Exercise 1: Using the journal passage on divine service, time and consciousness, decide whether each statement agrees with it: (a) the entry on consciousness is dated Aug. 13; (b) the human soul is likened to a silent harp in God's quire; (c) outside the window are grain fields and crickets. Answer yes or no for each, quoting the deciding words.
[start Passage to read]
DIVINE SERVICE IN THE ACADEMY HALL
In dark places and dungeons these words might perhaps strike root and grow, but utter them in the day light and their dusky hues are apparent. From this window I can compare the written with the preached word: within is weeping, and wailing, and gnashing of teeth; without, grain fields and grasshoppers, which give those the lie direct.
THE TIME OF THE UNIVERSE
Aug. 10. Nor can all the vanities that so vex the world alter one whit the measure that night has chosen, but ever it must be short particular metre. The human soul is a silent harp in God's quire, whose strings need only to be swept by the divine breath to chime in with the harmonies of creation. Every pulse-beat is in exact time with the cricket's chant, and the tickings of the death-watch in the wall. Alternate with these if you can.[13]
CONSCIOUSNESS
Aug. 13. If with closed ears and eyes I consult consciousness for a moment, immediately are all walls and barriers dissipated, earth rolls from under me, and I float, by the impetus derived from the earth and the system, a subjective, heavily laden thought, in the midst of an unknown and infinite sea, or else heave and swell like a vast ocean of thought, without rock or headland, where are all riddles solved, all straight lines making there their two ends to meet, eternity and space gambolling familiarly through my depths. I am from the beginning, knowing no end, no aim. No sun illumines me, for I dissolve all lesser lights in my own intenser and steadier light. I am a restful kernel in the magazine of the universe.
[end Passage to read]
[start Data records]
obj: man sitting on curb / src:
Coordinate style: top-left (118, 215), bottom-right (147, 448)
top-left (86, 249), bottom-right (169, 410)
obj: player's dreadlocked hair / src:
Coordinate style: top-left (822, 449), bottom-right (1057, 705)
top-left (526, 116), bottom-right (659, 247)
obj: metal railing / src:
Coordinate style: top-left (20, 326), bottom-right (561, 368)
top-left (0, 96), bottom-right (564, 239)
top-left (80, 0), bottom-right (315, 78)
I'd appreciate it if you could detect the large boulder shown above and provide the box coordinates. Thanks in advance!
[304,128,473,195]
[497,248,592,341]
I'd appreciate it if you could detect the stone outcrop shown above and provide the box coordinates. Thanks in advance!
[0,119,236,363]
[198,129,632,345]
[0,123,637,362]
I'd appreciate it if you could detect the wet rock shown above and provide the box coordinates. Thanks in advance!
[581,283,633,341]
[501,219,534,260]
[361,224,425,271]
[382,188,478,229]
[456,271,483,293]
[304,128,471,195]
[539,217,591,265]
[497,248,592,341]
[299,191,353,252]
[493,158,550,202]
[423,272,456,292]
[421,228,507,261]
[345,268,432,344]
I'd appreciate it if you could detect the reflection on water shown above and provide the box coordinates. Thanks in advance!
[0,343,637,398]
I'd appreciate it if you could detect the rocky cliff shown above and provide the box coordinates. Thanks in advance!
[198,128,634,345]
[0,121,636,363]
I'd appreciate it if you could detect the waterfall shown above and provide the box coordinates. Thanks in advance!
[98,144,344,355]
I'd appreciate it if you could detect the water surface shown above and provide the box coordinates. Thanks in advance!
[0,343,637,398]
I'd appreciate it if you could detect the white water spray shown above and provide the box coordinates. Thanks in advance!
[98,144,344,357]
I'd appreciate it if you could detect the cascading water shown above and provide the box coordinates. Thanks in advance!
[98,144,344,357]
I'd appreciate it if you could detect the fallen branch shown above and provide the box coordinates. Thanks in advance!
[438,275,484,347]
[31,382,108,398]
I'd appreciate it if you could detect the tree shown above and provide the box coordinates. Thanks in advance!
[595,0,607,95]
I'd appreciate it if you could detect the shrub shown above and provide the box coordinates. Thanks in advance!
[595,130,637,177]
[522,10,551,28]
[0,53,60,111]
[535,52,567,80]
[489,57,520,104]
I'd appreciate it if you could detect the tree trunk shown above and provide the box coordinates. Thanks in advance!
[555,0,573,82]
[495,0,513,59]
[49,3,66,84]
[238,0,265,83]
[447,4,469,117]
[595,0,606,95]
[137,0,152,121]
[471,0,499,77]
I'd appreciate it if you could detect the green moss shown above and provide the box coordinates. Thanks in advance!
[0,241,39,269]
[end Data records]
Exercise 2: In the records, rewrite the lines starting with the line that contains "obj: metal railing" and going on through the line that contains "[0,123,637,362]", changing "detect" to "locate" and keeping everything else the same. Give only those lines.

Task response 1:
(a) Yes: "Aug. 13. If with closed ears and eyes I consult consciousness for a moment"
(b) Yes: "The human soul is a silent harp in God's quire"
(c) No: "without, grain fields and grasshoppers"

Task response 2:
obj: metal railing / src:
Coordinate style: top-left (20, 326), bottom-right (561, 368)
top-left (0, 96), bottom-right (564, 239)
top-left (80, 0), bottom-right (315, 78)
I'd appreciate it if you could locate the large boulder shown above and provide the box coordinates. Thanks in advance!
[304,128,473,195]
[497,248,592,341]
I'd appreciate it if you could locate the stone outcrop shown above and provide the box coordinates. Thanks in advance!
[0,119,236,363]
[198,129,632,345]
[0,123,637,362]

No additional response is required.